▸ What the exercise asks: Reproduce the records below word for word, omitting the pictures.

[Rows of box annotation data]
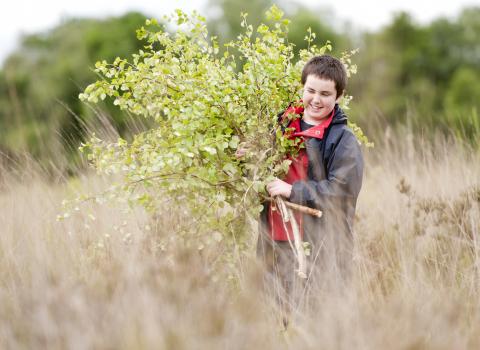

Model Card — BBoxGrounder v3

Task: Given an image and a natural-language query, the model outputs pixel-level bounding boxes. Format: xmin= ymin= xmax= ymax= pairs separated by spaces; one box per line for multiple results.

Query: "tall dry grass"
xmin=0 ymin=134 xmax=480 ymax=349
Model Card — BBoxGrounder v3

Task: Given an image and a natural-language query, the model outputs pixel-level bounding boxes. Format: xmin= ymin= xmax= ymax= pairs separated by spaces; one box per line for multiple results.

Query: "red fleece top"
xmin=268 ymin=106 xmax=334 ymax=241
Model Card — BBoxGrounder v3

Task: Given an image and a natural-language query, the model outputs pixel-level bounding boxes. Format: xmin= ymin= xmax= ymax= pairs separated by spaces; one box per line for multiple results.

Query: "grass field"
xmin=0 ymin=134 xmax=480 ymax=350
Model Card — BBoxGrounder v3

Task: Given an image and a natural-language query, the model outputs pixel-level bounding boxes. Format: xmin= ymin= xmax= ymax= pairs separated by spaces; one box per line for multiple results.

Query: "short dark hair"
xmin=302 ymin=55 xmax=347 ymax=97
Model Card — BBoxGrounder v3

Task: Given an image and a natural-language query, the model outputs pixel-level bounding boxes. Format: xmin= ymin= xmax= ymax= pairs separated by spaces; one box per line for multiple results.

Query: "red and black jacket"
xmin=260 ymin=105 xmax=363 ymax=245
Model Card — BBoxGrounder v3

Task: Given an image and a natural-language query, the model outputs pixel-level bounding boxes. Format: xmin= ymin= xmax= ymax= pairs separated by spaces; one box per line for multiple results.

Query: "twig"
xmin=275 ymin=197 xmax=307 ymax=279
xmin=265 ymin=197 xmax=323 ymax=218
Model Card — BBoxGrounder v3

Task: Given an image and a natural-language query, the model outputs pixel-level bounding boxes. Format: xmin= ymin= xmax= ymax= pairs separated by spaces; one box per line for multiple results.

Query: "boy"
xmin=257 ymin=55 xmax=363 ymax=299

▸ Response to the task:
Model Card — BBoxGrounder v3

Task: Given an image and a natural-language query, the model outputs pixel-level bounding boxes. Format: xmin= ymin= xmax= ymax= pairs separated by spaces; one box per line for multiple results.

Query: "tall dry grass"
xmin=0 ymin=134 xmax=480 ymax=349
Model Card — BBoxGrounder v3

Task: Given an image and a natural-language query, the model outputs pixel-level bounding boxes. Format: xmin= ymin= xmax= ymax= pairs separated by spaces; one box per line for multiple results.

Query: "red fleece top"
xmin=268 ymin=106 xmax=334 ymax=241
Model Card — BBoxGrounder v3

Task: Given an image and a natural-language query, the model outputs pixel-level bounding boxes. Format: xmin= ymin= xmax= ymax= pairs separated by spaces; one box per line for multiple results.

Query: "grass field"
xmin=0 ymin=134 xmax=480 ymax=350
Model Card — BBoxGrounder v3

Task: Given an image and a natural-language query, the model outputs pixel-level bounding boxes. Format: xmin= ymin= xmax= ymax= pairs separated by spaces; one box per line for multiple results.

Query: "short dark hair"
xmin=302 ymin=55 xmax=347 ymax=97
Model Card — BBoxGrounder v3

Task: Given an image and a natural-language query, the model outputs pixel-level bounding boxes. Format: xmin= ymin= xmax= ymax= pairs separated by spaces; one box per line for multiple results.

Query: "red and black jacket"
xmin=260 ymin=105 xmax=363 ymax=245
Model Card — BBoxGrounder v3

Task: Given an image and a natural-language query, the model outputs pixel-level bounding boxes. Format: xmin= ymin= xmax= ymax= pairs separated by spaces; one box per line for multiple results.

Query: "twig"
xmin=275 ymin=197 xmax=307 ymax=279
xmin=265 ymin=197 xmax=323 ymax=218
Model Card — BBoxGrounder v3

Task: Given an image and a natural-language query, the model outputs pixel-level bounding boxes. Format: xmin= ymin= xmax= ymax= pairs separated by spaces; one box per line for multiple results.

Query: "boy"
xmin=257 ymin=55 xmax=363 ymax=299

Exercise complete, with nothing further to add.